Red Meat and Diabetes Part 1: Is it science? Is it ethical?

The crisis - 1

Nov 11, 2023

There is no evidence — no prior experimental observations or inherent biochemical reason — that would make you think that red meat constitutes a significant risk for type 2 diabetes. Type 2 is a disease of the glucose-insulin axis. It may play out as disruptions of lipid metabolism or other metabolic effects but there is no suggestion that red meat is a major factor. The recent publication on “Red meat intake and risk of type 2 diabetes in a prospective cohort study of United States females and males” (Gu, et al. [1]) is another epidemiological study with no clear scientific rationale and minimal associations. Contradictory evidence was not cited. The media — Forbes, The New York Times, everybody — acted as if it were the smoking gun they’ve been waiting for. It did receive some criticism. Nina Teicholz and Zoë Harcombe have provided exhaustive and very informative analysis of just how bad it was. I am adding here my own objections.

Demonstrating a significant role for red meat in diabetes would require extensive evidence but, in fact, the statistics are weak and are presented in a misleading fashion. My analysis below shows, in fact, virtually no reliable association. Most important, the paper does not address published contradictory evidence indicating an inverse relation between the consumption of red meat and the incidence of diabetes — less red meat, more diabetes. I remember. It was almost ten years ago that I presented that evidence to the authors as a letter to the editor in answer to their previous publication. Letters to the editor in the journal don’t allow figures but my figure was published by me and others over the years.

My previous letter to the editor and the reply.

To the Editor

The recent study by Pan et al [3] contains the disclaimer “Since our study is observational in nature, causality cannot be inferred.” The authors nonetheless infer that their “results add further evidence that limiting red meat consumption over time confers benefits for T2DM prevention.”

» EXPLORE THE MATERIAL
1/ Please copy the red meat and diabetes article word for word, starting with "Demonstrating a significant" and going on through "and the reply.".
2/ Name every person mentioned by name in the red meat and diabetes article.

» GIVEN INFORMATION

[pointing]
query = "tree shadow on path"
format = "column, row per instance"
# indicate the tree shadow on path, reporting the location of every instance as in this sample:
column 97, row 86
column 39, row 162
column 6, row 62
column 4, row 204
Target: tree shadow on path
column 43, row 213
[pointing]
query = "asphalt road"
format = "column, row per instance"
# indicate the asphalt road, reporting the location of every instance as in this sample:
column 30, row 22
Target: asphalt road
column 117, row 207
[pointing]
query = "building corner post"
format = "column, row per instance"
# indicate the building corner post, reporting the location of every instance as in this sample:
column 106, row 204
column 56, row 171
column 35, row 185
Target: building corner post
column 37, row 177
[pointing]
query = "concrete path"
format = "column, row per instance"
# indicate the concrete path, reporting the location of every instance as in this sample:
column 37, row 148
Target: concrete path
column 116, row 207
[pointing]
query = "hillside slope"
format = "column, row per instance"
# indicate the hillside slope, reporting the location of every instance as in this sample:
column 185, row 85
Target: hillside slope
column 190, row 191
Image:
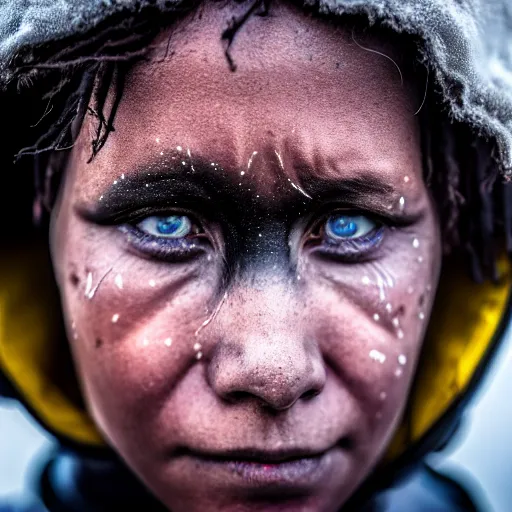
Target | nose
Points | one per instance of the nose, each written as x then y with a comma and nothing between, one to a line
264,352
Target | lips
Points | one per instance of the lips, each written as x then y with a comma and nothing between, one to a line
272,470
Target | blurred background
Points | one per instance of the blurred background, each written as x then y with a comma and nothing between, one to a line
481,451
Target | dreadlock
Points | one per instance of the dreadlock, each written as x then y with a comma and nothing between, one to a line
474,202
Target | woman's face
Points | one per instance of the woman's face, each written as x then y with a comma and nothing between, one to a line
248,265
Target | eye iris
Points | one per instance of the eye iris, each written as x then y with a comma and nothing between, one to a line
173,225
341,226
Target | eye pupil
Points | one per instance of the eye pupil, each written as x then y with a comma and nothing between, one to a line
342,226
169,225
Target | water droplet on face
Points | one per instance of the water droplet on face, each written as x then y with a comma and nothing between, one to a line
88,285
378,356
119,281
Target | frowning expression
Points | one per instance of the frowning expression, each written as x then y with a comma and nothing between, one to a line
248,265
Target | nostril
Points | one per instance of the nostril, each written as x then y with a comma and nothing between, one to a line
311,393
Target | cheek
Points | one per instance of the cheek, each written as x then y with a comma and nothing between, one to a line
370,320
133,324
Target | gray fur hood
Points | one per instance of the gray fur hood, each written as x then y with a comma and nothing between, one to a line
468,44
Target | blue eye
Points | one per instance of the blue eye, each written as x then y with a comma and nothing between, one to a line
173,226
348,227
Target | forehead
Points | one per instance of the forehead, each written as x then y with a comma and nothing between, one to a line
305,93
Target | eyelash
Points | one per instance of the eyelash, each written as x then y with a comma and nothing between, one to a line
172,250
351,250
175,250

» PER-TASK OUTPUTS
1/
Demonstrating a significant role for red meat in diabetes would require extensive evidence but, in fact, the statistics are weak and are presented in a misleading fashion. My analysis below shows, in fact, virtually no reliable association. Most important, the paper does not address published contradictory evidence indicating an inverse relation between the consumption of red meat and the incidence of diabetes — less red meat, more diabetes. I remember. It was almost ten years ago that I presented that evidence to the authors as a letter to the editor in answer to their previous publication. Letters to the editor in the journal don’t allow figures but my figure was published by me and others over the years.

My previous letter to the editor and the reply.

2/ Gu, Nina Teicholz, Zoë Harcombe, Pan